▶ _SUPPLIED TEXT_:
# Tropical Palms Campground



## gc2197 (May 6, 2011)

Has anyone stayed here recently? We are going in June and I just want to opinions on this campground.

thanks


----------



## johnp (Mar 15, 2004)

It used to be a great campground a few years back. It seems like they are getting more into cabin rentals than site rentals. It is a nice clean campground and the pool is open 24hrs but they do make sure it stays quiet at night. It is in walking distance to Old Town. If you can get one of the Super sites they have a concrete pad and are close to the pool,cafe,laundry, and office. Anytime Ive done the mouse run thats where Ive stayed.

John


----------



## gc2197 (May 6, 2011)

▶ _WHAT TO WORK ON_:
[a] Reproduce the Tropical Palms Campground thread word for word, starting at "# Tropical Palms" and running up to and including "on this campground.".
[b] Extend the Tropical Palms Campground thread, picking up right after its final line.

▶ _DATA PROVIDED_:

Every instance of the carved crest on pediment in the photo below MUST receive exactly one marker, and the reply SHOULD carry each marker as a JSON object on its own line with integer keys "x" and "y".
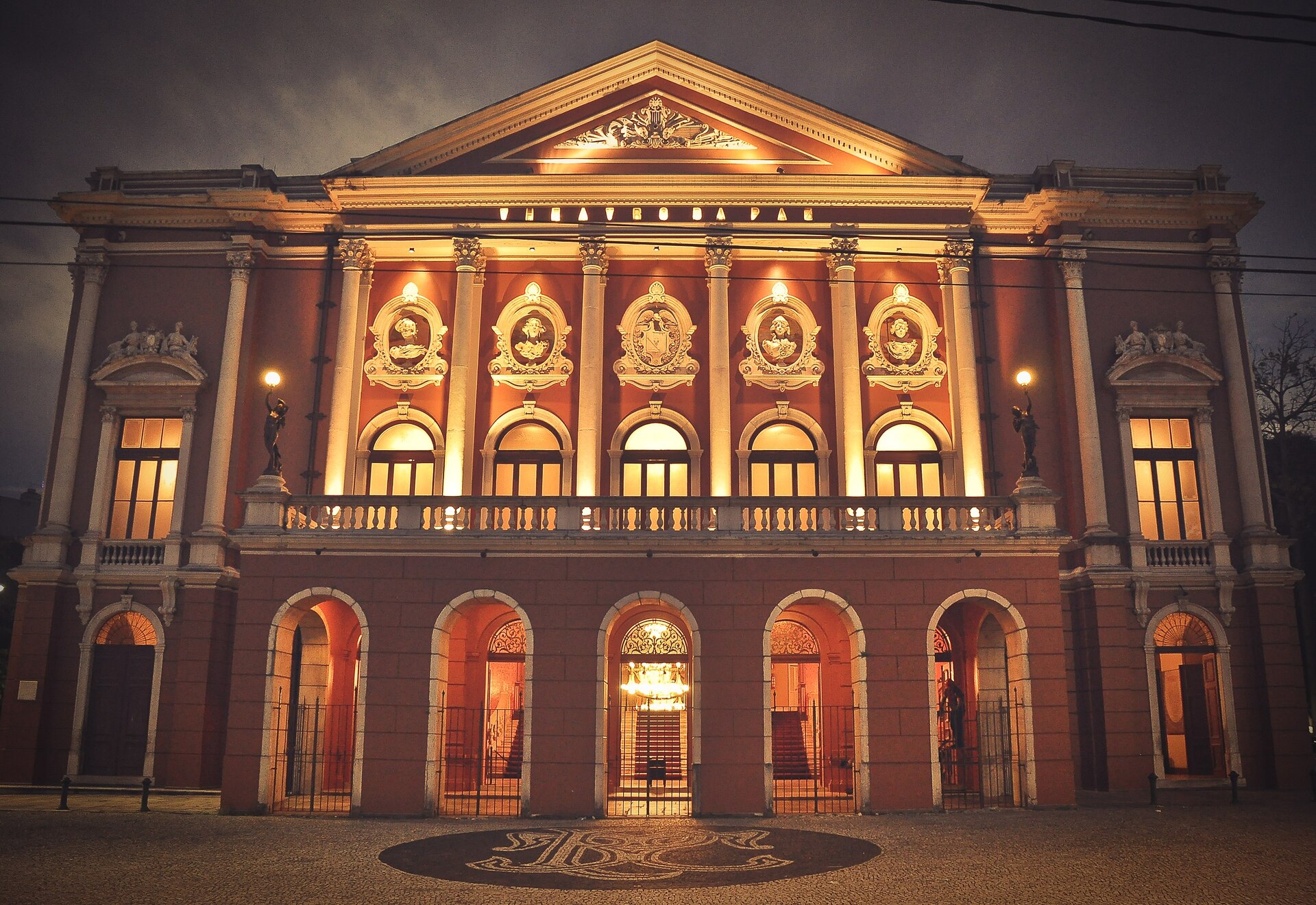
{"x": 409, "y": 338}
{"x": 903, "y": 344}
{"x": 781, "y": 337}
{"x": 532, "y": 337}
{"x": 656, "y": 338}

▶ _THE REPLIES_:
[a]
# Tropical Palms Campground



## gc2197 (May 6, 2011)

Has anyone stayed here recently? We are going in June and I just want to opinions on this campground.

[b]
johnp said:


> It used to be a great campground a few years back. It seems like they are getting more into cabin rentals than site rentals. It is a nice clean campground and the pool is open 24hrs but they do make sure it stays quiet at night. It is in walking distance to Old Town. If you can get one of the Super sites they have a concrete pad and are close to the pool,cafe,laundry, and office. Anytime Ive done the mouse run thats where Ive stayed.
> 
> John


Thank you sir. We have a premium site reserved up in the 300 section.

Gary


----------



## johnp (Mar 15, 2004)

300's are the best sites in the place you can't go wrong with any of them.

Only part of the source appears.